(Annotated coordinate records)

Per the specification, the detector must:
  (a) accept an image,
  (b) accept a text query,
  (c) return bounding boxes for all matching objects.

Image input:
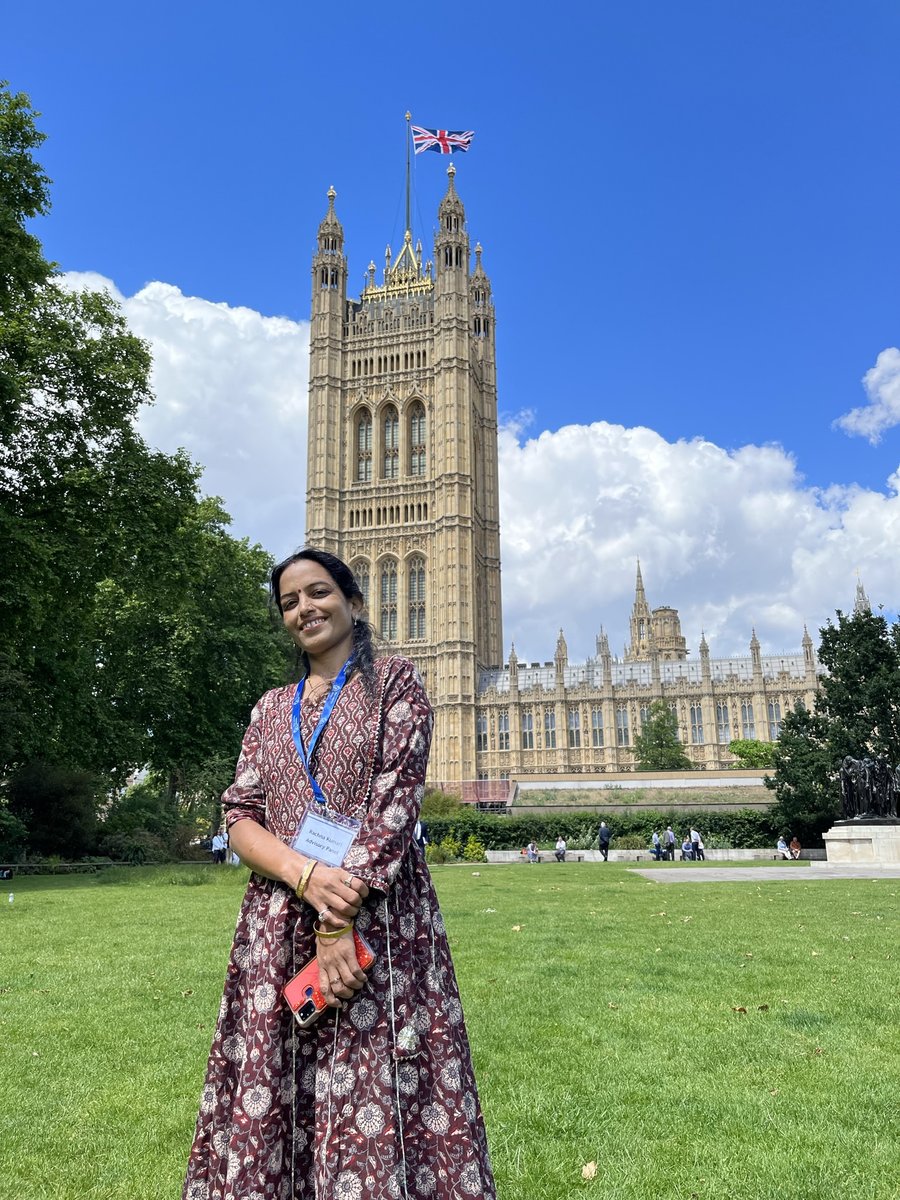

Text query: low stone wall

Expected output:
[486,847,826,863]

### AIM
Copy out every entry above word for word, and leave out the pictures.

### OUTPUT
Per the specification, the detector must:
  (a) accept an image,
  (b) accept a text query,
  (c) return bounding boxes for all matching objects.

Image input:

Text query: low stone wall

Expected output:
[486,847,826,863]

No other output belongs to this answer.